(Data records)

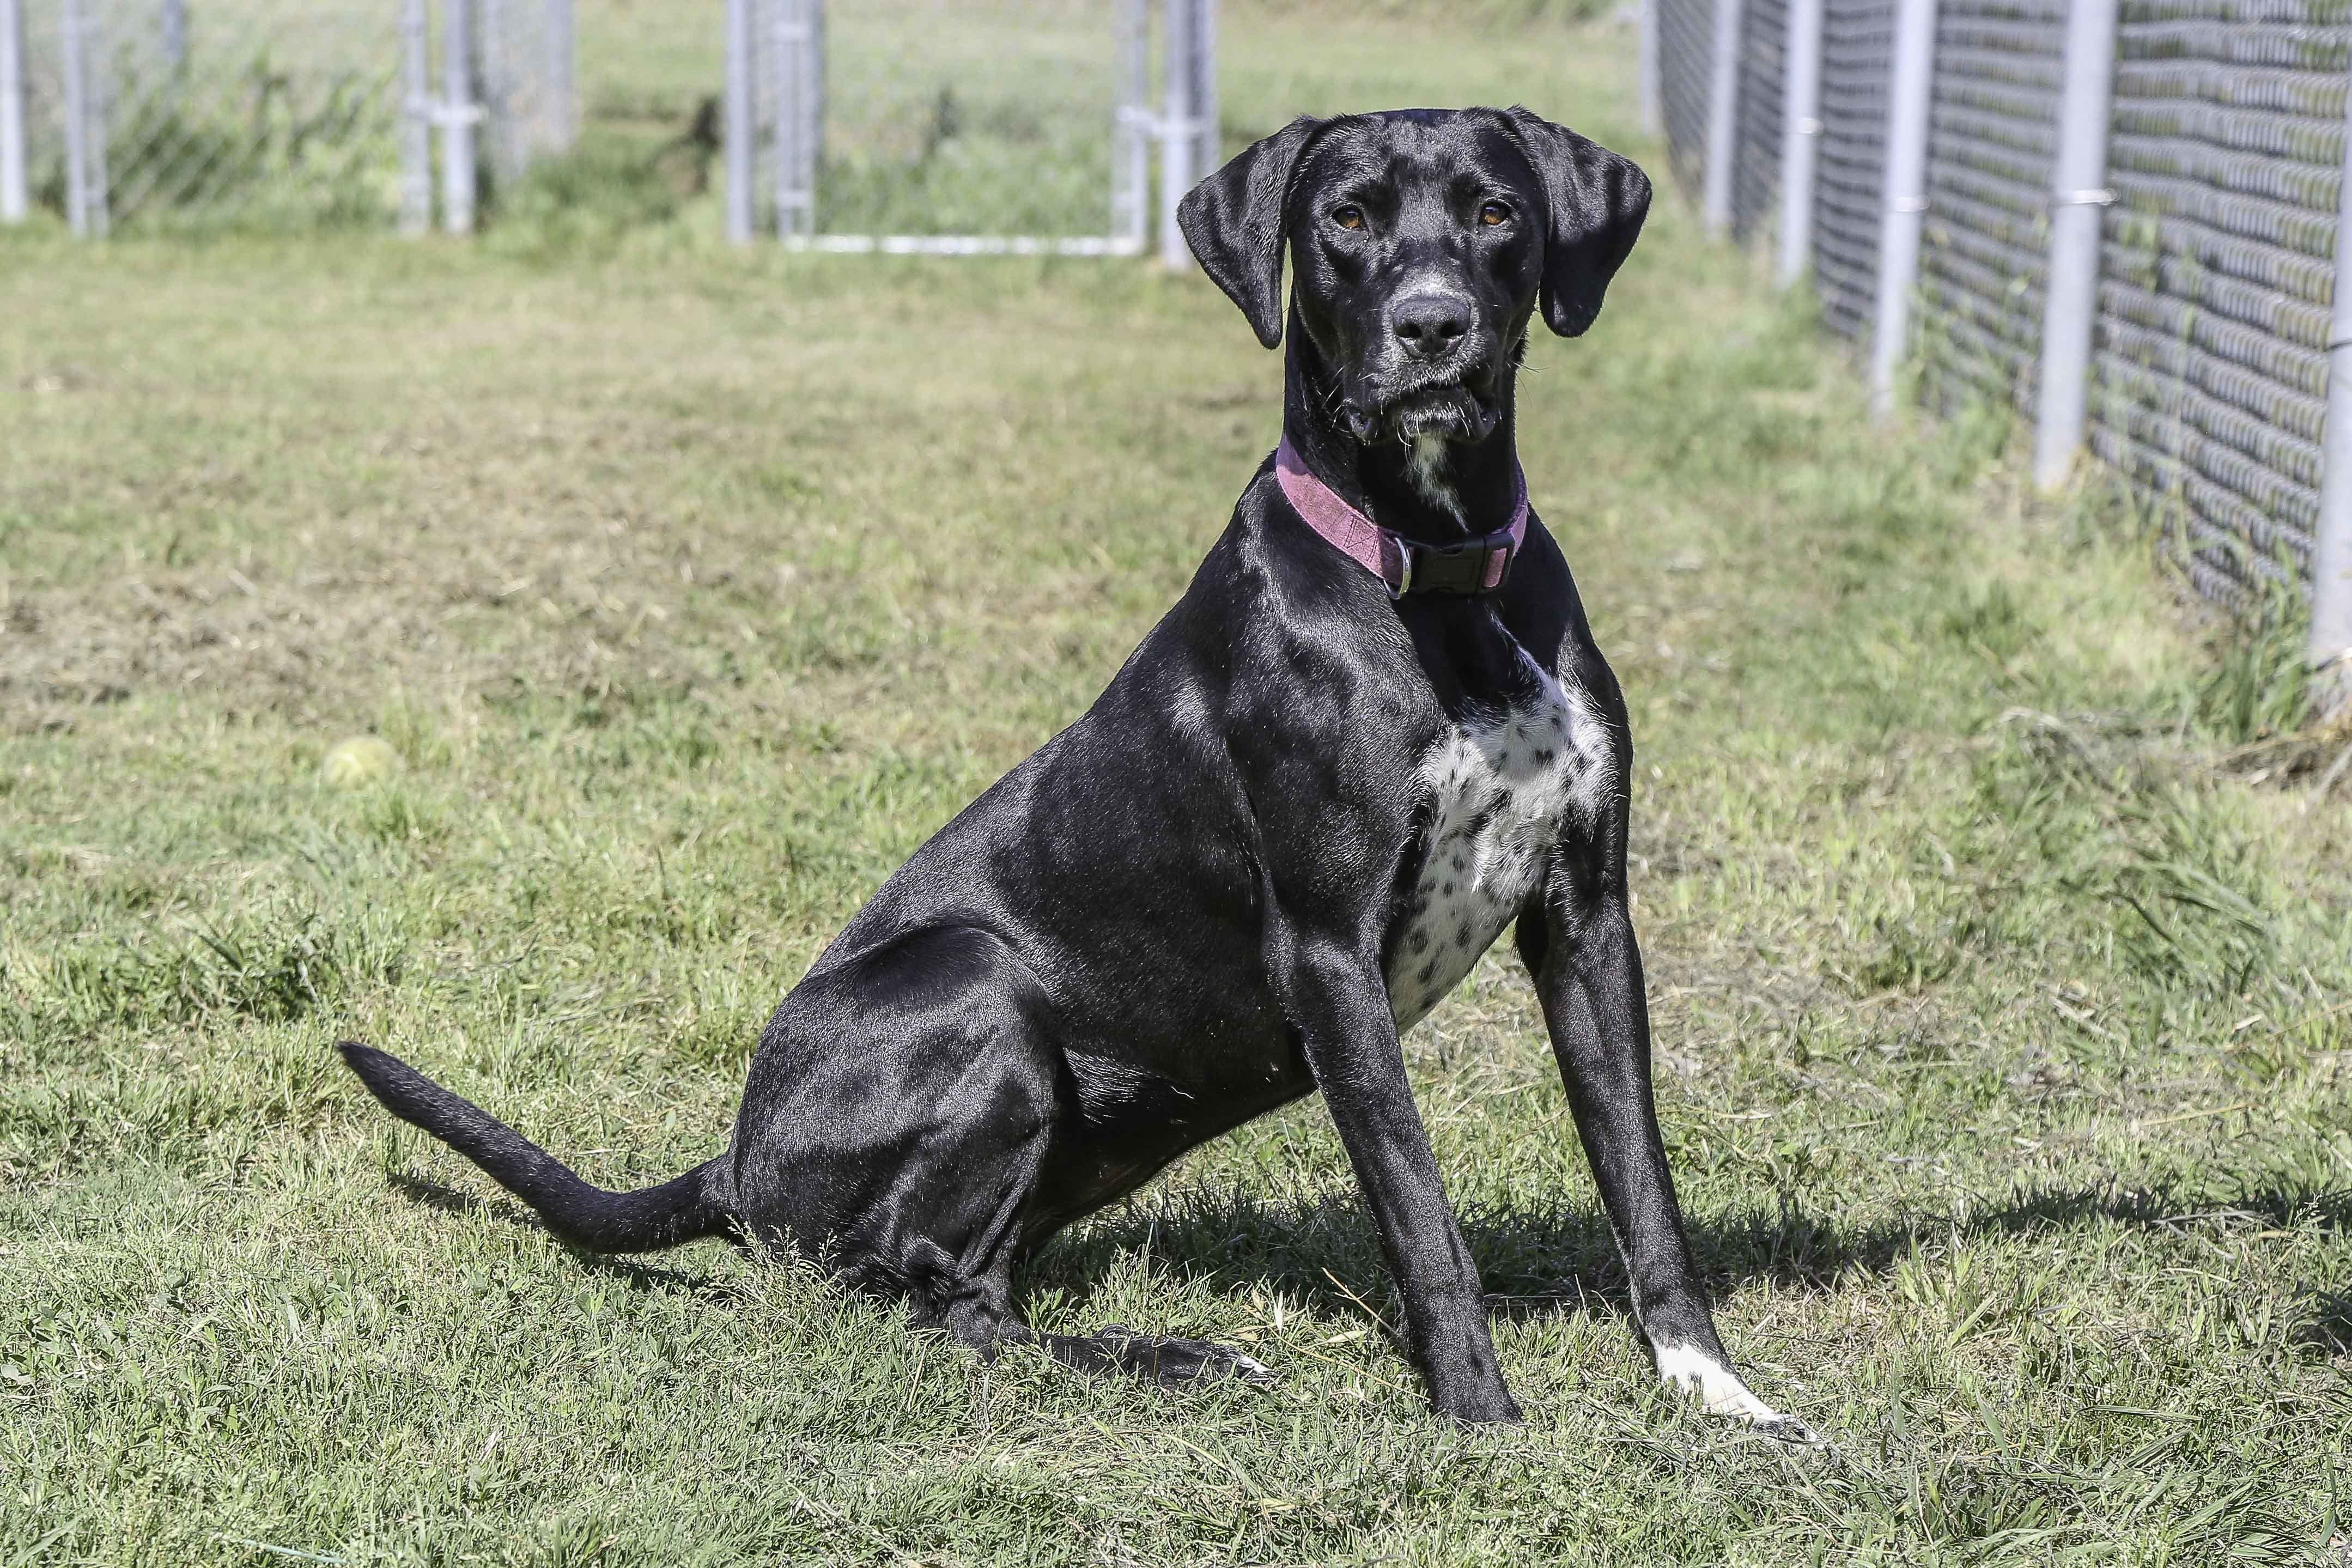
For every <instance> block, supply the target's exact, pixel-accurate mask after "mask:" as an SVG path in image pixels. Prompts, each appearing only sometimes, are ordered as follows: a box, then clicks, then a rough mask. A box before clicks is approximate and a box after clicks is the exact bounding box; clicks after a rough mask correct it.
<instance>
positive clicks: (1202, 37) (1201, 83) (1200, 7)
mask: <svg viewBox="0 0 2352 1568" xmlns="http://www.w3.org/2000/svg"><path fill="white" fill-rule="evenodd" d="M1190 56H1192V179H1195V181H1202V179H1209V176H1211V174H1216V167H1218V165H1221V162H1225V158H1223V150H1225V148H1223V146H1221V141H1218V129H1216V0H1192V49H1190Z"/></svg>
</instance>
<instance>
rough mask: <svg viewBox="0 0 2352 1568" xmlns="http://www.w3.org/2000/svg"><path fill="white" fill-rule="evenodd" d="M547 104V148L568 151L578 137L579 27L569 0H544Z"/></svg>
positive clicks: (578, 121)
mask: <svg viewBox="0 0 2352 1568" xmlns="http://www.w3.org/2000/svg"><path fill="white" fill-rule="evenodd" d="M546 45H548V63H546V73H548V106H546V113H543V120H546V136H548V150H553V153H569V150H572V146H574V143H576V141H579V139H581V101H579V28H576V26H574V21H572V0H548V38H546Z"/></svg>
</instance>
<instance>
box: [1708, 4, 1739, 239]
mask: <svg viewBox="0 0 2352 1568" xmlns="http://www.w3.org/2000/svg"><path fill="white" fill-rule="evenodd" d="M1745 12H1748V7H1745V5H1743V0H1715V54H1712V56H1710V59H1708V78H1710V80H1708V167H1705V183H1703V186H1700V202H1698V216H1700V221H1705V226H1708V233H1710V235H1726V233H1731V174H1733V172H1736V167H1738V160H1740V21H1743V16H1745Z"/></svg>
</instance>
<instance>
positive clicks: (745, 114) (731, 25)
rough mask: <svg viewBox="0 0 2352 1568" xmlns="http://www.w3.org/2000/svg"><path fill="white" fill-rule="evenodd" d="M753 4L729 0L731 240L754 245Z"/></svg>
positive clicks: (727, 64) (727, 86) (728, 98)
mask: <svg viewBox="0 0 2352 1568" xmlns="http://www.w3.org/2000/svg"><path fill="white" fill-rule="evenodd" d="M750 5H753V0H727V237H729V240H731V242H736V244H750V162H753V146H750V143H753V101H750Z"/></svg>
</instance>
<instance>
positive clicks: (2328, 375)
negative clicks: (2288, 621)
mask: <svg viewBox="0 0 2352 1568" xmlns="http://www.w3.org/2000/svg"><path fill="white" fill-rule="evenodd" d="M2319 463H2321V468H2319V522H2317V524H2314V527H2312V536H2314V538H2312V543H2314V550H2312V642H2310V649H2312V670H2314V672H2317V679H2314V684H2312V698H2314V703H2317V705H2319V710H2321V712H2326V715H2336V712H2345V710H2347V708H2352V103H2347V106H2345V158H2343V181H2340V188H2338V197H2336V301H2333V306H2331V322H2328V418H2326V428H2324V430H2321V456H2319Z"/></svg>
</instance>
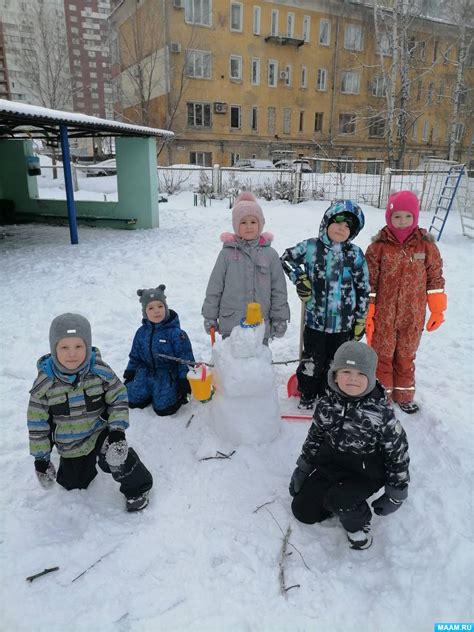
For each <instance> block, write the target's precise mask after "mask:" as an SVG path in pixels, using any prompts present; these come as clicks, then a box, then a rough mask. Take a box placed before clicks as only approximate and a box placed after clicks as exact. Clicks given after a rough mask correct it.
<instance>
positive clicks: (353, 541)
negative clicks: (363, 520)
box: [346, 524, 373, 550]
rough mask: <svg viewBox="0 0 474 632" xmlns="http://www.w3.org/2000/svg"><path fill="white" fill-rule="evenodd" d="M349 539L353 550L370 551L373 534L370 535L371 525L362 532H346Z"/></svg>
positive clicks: (363, 529)
mask: <svg viewBox="0 0 474 632" xmlns="http://www.w3.org/2000/svg"><path fill="white" fill-rule="evenodd" d="M346 533H347V539H348V540H349V546H350V547H351V549H356V550H359V549H368V548H369V546H370V545H371V544H372V540H373V538H372V534H371V533H370V524H366V525H364V526H363V527H362V529H360V531H354V532H353V533H351V532H350V531H346Z"/></svg>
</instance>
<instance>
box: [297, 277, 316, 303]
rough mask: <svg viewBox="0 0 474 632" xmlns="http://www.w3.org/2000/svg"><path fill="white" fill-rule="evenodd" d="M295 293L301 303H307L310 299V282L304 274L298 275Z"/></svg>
mask: <svg viewBox="0 0 474 632" xmlns="http://www.w3.org/2000/svg"><path fill="white" fill-rule="evenodd" d="M296 293H297V294H298V296H299V297H300V299H301V300H302V301H303V303H307V302H308V301H309V299H310V298H311V294H312V293H313V289H312V285H311V281H310V280H309V277H308V275H307V274H306V272H303V273H302V274H300V276H299V278H298V281H297V282H296Z"/></svg>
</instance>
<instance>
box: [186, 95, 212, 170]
mask: <svg viewBox="0 0 474 632" xmlns="http://www.w3.org/2000/svg"><path fill="white" fill-rule="evenodd" d="M187 107H188V127H211V125H212V120H211V104H210V103H188V104H187ZM194 164H199V163H194Z"/></svg>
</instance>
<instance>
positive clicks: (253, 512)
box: [253, 499, 275, 513]
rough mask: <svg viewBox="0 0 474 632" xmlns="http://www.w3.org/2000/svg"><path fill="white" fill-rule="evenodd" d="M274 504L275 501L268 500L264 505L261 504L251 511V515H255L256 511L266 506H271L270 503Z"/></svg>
mask: <svg viewBox="0 0 474 632" xmlns="http://www.w3.org/2000/svg"><path fill="white" fill-rule="evenodd" d="M274 502H275V499H273V500H269V501H267V502H266V503H263V505H259V506H258V507H257V509H254V510H253V513H257V511H258V510H259V509H261V508H262V507H265V506H266V505H271V504H272V503H274Z"/></svg>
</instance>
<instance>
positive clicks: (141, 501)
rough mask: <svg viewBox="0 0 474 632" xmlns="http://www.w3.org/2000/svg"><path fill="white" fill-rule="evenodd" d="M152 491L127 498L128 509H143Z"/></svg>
mask: <svg viewBox="0 0 474 632" xmlns="http://www.w3.org/2000/svg"><path fill="white" fill-rule="evenodd" d="M149 493H150V492H143V494H140V496H135V498H127V499H126V500H125V507H126V509H127V511H141V510H142V509H145V507H146V506H147V505H148V494H149Z"/></svg>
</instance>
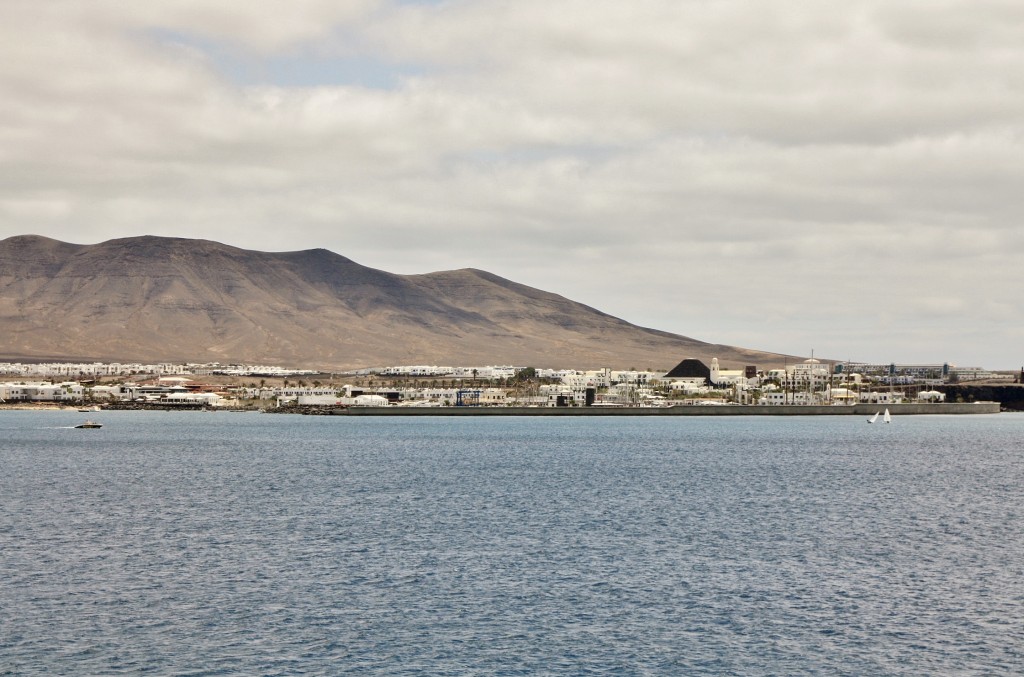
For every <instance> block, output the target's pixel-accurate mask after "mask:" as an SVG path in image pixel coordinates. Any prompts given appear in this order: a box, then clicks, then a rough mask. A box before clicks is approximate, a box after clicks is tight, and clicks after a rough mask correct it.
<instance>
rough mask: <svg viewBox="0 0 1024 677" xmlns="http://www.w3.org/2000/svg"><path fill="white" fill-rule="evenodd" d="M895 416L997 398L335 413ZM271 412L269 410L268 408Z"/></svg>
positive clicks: (657, 415) (462, 408) (716, 415)
mask: <svg viewBox="0 0 1024 677" xmlns="http://www.w3.org/2000/svg"><path fill="white" fill-rule="evenodd" d="M886 408H888V409H889V412H890V413H891V414H892V415H893V416H935V415H949V414H952V415H958V416H972V415H978V414H998V413H999V412H1000V406H999V403H997V401H991V403H988V401H985V403H950V404H945V403H943V404H918V403H913V404H900V405H853V406H845V407H836V406H830V405H781V406H779V405H712V406H705V405H676V406H673V407H621V408H618V407H598V408H593V407H349V408H348V409H334V410H330V412H329V413H330V414H331V415H332V416H864V417H869V416H871V415H873V414H874V413H877V412H881V411H883V410H885V409H886ZM268 413H269V412H268Z"/></svg>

What is expected -
Some of the data mentions "given". Copy every line where it does.

Answer for this exercise -
For each <instance> block, write the target's precise mask after "mask:" as an SVG path in pixels, using any prompts present; these come as clicks, then a box, then a rough mask. Take a box placed before clicks as only approximate and a box placed after clicks as exact. Clicks given after a rough mask correct it.
For every <instance> block, output the target's pixel-accurate mask after "mask:" as an SVG path in image pixel coordinates. Any prompts given appear in this order: a box, then clicks, then a rough mask. A box before clicks is approximate, a box after clicks is tight, and clicks after a rough mask correct it.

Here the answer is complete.